*INPUT RECORDS*.

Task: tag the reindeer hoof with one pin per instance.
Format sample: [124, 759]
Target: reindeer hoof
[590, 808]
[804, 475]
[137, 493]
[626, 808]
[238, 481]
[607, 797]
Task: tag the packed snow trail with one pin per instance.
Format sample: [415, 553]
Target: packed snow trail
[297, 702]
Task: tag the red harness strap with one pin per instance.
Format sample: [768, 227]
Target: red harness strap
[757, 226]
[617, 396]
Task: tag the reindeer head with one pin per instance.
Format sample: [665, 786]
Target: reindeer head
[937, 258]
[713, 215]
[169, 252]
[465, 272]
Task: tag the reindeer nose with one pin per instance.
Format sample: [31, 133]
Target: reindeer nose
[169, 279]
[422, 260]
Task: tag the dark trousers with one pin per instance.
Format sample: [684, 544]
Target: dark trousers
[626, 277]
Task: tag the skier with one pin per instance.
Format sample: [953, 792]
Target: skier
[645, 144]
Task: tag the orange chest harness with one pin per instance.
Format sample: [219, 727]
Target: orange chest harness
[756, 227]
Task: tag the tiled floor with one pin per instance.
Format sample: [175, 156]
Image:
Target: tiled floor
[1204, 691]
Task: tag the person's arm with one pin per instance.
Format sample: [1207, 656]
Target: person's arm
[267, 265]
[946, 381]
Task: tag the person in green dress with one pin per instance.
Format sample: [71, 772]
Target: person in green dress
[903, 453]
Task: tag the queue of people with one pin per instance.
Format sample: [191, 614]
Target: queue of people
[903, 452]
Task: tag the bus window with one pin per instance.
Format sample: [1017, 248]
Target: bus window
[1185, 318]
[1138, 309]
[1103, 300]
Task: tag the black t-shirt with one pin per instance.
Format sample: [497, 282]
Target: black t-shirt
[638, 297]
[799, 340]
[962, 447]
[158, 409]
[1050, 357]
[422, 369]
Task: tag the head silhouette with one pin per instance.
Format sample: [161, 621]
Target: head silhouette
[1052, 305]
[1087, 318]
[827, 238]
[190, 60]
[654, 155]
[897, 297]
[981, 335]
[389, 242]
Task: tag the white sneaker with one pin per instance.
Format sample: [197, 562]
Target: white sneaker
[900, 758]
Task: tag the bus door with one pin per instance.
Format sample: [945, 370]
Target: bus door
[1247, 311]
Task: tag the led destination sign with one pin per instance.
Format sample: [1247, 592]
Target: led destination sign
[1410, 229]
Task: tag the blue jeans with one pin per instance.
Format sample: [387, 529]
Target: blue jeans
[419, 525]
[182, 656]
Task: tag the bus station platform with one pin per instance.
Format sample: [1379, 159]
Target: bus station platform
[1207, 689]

*WHAT YOU WILL DO*. Convert all of the rows above into a two-column CSV with the header instruction,points. Give one line per row, with the row's text under instruction and its answer under points, each in a single double-quoted field and with line breaks replaced by spaces.

*TASK SOLUTION*.
instruction,points
"Task: tag the reindeer hoof with one pin per instance. Format sample: [124, 759] Target: reindeer hoof","[590, 808] [804, 475] [137, 493] [626, 808] [238, 481] [607, 797]"
"Task: tag the packed snow trail with one pin per instance. Format sample: [415, 553] Target: packed snow trail","[297, 702]"
"Task: tag the red harness strap with one pin per instance. Format sample: [768, 227] Target: red harness strap","[757, 226] [617, 396]"
"Task: tag the reindeer head with one pin per instance. Format sample: [665, 786] Target: reindeer head","[937, 258] [713, 215] [169, 252] [465, 272]"
"Task: tag the reindeer nose with one pin per instance. Format sample: [31, 133] Target: reindeer nose","[169, 279] [422, 260]"
"Task: tag the dark trousers with one pin per instance. Format sample: [684, 544] Target: dark trousers","[626, 277]"
"Task: tag the skier with one pin per instance. Format sample: [953, 792] Target: skier","[645, 144]"
"Task: tag the orange chest harness with one pin per instance. Format sample: [219, 727] Target: orange chest harness","[756, 227]"
"Task: tag the tiled floor with one pin per instance. Format sample: [175, 156] Image: Target: tiled floor","[1204, 691]"
"Task: tag the person's arm with one pin per instance. Format sample: [1207, 656] Target: person's arm","[267, 265] [946, 381]"
"Task: tag the person in green dress with one pin per instance. Format sample: [71, 772] Target: person in green dress","[903, 453]"
"Task: tag the queue of people with one pin per instance. Format sample: [191, 614] Target: queue of people","[903, 452]"
"Task: tag the bus window with one pin per instance. Format sample: [1017, 248] Target: bus window","[1185, 318] [1138, 309] [1103, 300]"
"Task: tag the black t-shirt with one pin per instance. Format sample: [497, 282] Target: black t-shirt","[638, 297] [799, 340] [962, 447] [158, 409] [1050, 357] [422, 369]"
"Task: tag the head silhouette with one pin per instance. Format sample: [161, 621] Target: head silhouette","[1052, 305] [1087, 318] [827, 238] [190, 60] [654, 155] [897, 297] [981, 335] [389, 242]"
"Task: tag the white sneaker with one pin per instance. Format sample: [197, 562] Target: white sneaker","[900, 758]"
"Task: tag the bus door with one pin per instance. Format sample: [945, 370] Target: bus door","[1247, 311]"
"Task: tag the led destination sign with one pin per instance. Format sample: [1247, 592] Target: led destination sign","[1410, 229]"
"Task: tag the blue jeans with one pin per instance. Format sample: [387, 529] Target: blue jeans","[419, 525] [182, 656]"
"Task: tag the bus station platform with one pin per instance. Format sample: [1379, 159] Target: bus station platform","[1207, 689]"